● PROBLEM TO WORK ON
Please write out every line of the material, leaving out any picture.

● EXCERPTED DATA
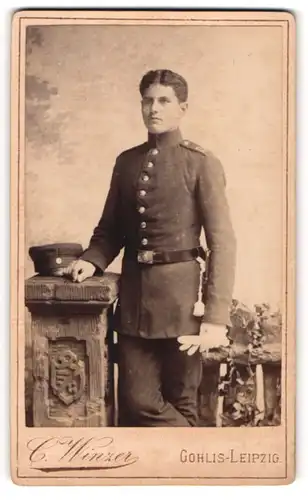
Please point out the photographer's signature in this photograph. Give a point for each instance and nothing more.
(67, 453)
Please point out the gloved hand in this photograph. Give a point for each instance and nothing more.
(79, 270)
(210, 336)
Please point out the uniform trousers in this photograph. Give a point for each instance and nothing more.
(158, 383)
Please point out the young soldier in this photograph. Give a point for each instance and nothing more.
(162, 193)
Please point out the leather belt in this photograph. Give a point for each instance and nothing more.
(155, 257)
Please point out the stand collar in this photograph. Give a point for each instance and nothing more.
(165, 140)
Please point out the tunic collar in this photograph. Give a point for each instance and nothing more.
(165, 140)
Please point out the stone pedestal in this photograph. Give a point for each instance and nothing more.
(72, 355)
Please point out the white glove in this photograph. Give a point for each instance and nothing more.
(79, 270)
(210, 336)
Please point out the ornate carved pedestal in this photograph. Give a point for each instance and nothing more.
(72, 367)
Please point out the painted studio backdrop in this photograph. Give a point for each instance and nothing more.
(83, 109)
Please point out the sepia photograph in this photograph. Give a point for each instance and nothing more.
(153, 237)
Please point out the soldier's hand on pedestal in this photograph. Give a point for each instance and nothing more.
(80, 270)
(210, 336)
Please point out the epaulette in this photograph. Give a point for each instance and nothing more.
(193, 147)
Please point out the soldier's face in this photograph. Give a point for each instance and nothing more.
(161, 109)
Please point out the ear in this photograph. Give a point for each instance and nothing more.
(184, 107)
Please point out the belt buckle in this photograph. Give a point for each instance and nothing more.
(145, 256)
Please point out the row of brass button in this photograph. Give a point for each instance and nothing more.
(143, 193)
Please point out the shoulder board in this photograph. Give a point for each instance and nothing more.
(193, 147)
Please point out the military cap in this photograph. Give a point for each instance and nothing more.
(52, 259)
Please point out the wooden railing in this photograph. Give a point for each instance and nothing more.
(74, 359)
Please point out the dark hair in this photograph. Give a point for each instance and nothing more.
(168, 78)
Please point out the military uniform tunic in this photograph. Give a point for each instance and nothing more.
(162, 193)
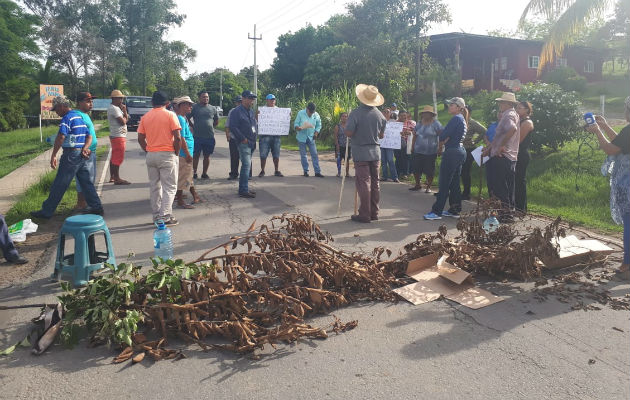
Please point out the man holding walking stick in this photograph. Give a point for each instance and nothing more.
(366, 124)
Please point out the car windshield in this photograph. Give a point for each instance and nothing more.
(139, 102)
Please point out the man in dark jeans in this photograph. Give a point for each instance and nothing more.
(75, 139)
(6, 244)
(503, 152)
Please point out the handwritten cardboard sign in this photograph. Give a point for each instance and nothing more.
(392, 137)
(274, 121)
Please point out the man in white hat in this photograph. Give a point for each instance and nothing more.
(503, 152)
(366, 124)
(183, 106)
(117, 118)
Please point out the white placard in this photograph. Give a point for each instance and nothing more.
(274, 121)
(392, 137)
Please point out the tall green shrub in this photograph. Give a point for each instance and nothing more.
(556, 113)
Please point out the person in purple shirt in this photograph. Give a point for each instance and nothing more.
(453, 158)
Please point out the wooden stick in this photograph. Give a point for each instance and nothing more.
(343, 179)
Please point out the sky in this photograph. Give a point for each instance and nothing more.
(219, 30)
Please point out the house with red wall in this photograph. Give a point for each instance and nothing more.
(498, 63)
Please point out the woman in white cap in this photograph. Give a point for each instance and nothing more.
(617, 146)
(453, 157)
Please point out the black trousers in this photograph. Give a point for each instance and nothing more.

● EXERCISE ANSWER
Please point out the photographer's signature in this photograph. Give a point for each instance and nothing more.
(67, 453)
Please point out the gloved hand in this photograph. Give a point for each instance and nothing more.
(79, 270)
(210, 336)
Please point out the uniform trousers in this photograph. Give a point for each instance and nothing more.
(158, 383)
Please point out the young soldier in this photograph. Give a point for each instance and nothing more.
(162, 193)
Please point out the leather belt in this photograph. Give a point for each instance and nothing more.
(155, 257)
Please point out the stand collar in this photograph. Give a point for each instance and nothing more.
(165, 140)
Please point out the tunic collar in this photograph. Give a point for each instance and nothing more.
(165, 140)
Please point out the stone pedestal in this photograph. Give a point for each instance and nothing more.
(72, 355)
Please point out the white glove in this photograph. Give a point for each instance and nothing more.
(79, 270)
(210, 336)
Please point out the ornate carved pedestal in this photograph. Give a point for each instance and nothing more.
(72, 367)
Please point out the painted studio backdrop in this photograph. Give a point for each instance and nothing more.
(83, 109)
Please point out the sepia photograph in this photograph. Give a point for each instance and nothing more.
(153, 237)
Please point out the soldier's hand on pedestal in this photograph. Give a point for each instance and nothing more.
(80, 270)
(210, 336)
Please point out the epaulette in this photograph. Give a point for each instance and nothing more.
(193, 147)
Please point out the soldier's face in this photograph. Give a point for each instance and nothing more.
(161, 109)
Please point out the ear in this photograph. Give a point for each instance and nothing more.
(184, 107)
Please point out the belt buckle in this photograph. Give a point for each instance and nothing more.
(145, 256)
Please point out the row of brass button in this photograph. Give a point for each instance and nothing more.
(143, 193)
Please point out the shoulder board in this photograph. Give a point for each instance and nothing more.
(193, 147)
Please point out the military cap in this photograph. Give a point for each instance and nothing more.
(52, 259)
Please point out the wooden railing in this photograph. Give a point for each instance and nothing more.
(74, 359)
Please point out the dark hair in this photograph. Give a point for each instance and nothing more.
(168, 78)
Please point out the military uniform tunic in this photograph. Give a point for each instance and nothing more.
(162, 193)
Please point out the man holding walking stick in this photograph. Give a point for each instance and nothing more.
(366, 124)
Please point out the car windshield in this photograph. Give a point for each instance and nothing more.
(139, 102)
Please point out the man in dark jeans in this photograph. Give a point for each instance and nothing more.
(75, 139)
(6, 244)
(503, 152)
Please point out the handwritten cardboard sign in this photograph. Give a point for each instance and nothing more.
(392, 137)
(274, 121)
Please point out the man in white hat in this photograph. Give a point for each instance and nothing more.
(503, 152)
(366, 124)
(183, 106)
(117, 118)
Please point out the white placard in this photograph. Give a point for each instance and nothing more.
(274, 121)
(392, 137)
Please point out the tall green shrub in this photograph. Give a point for each instance and nothing more.
(556, 113)
Please point out the person in purple shirt in this photograph. Give a point for each instance and nothing more.
(453, 158)
Please point out the wooden stick in this photograph. Give a point for each instance and nothing more.
(343, 179)
Please point out the sky in this photograph. Give a point for each instance and nothing more.
(219, 30)
Please point out the house with red wall in this photograph. Give a point for each instance and nothing more.
(498, 63)
Please point out the woman in white cap in this photograph. Give a point for each instance and nothing more.
(617, 146)
(453, 157)
Please point out the black trousers in this photograph. Give a point for each instance and nothing more.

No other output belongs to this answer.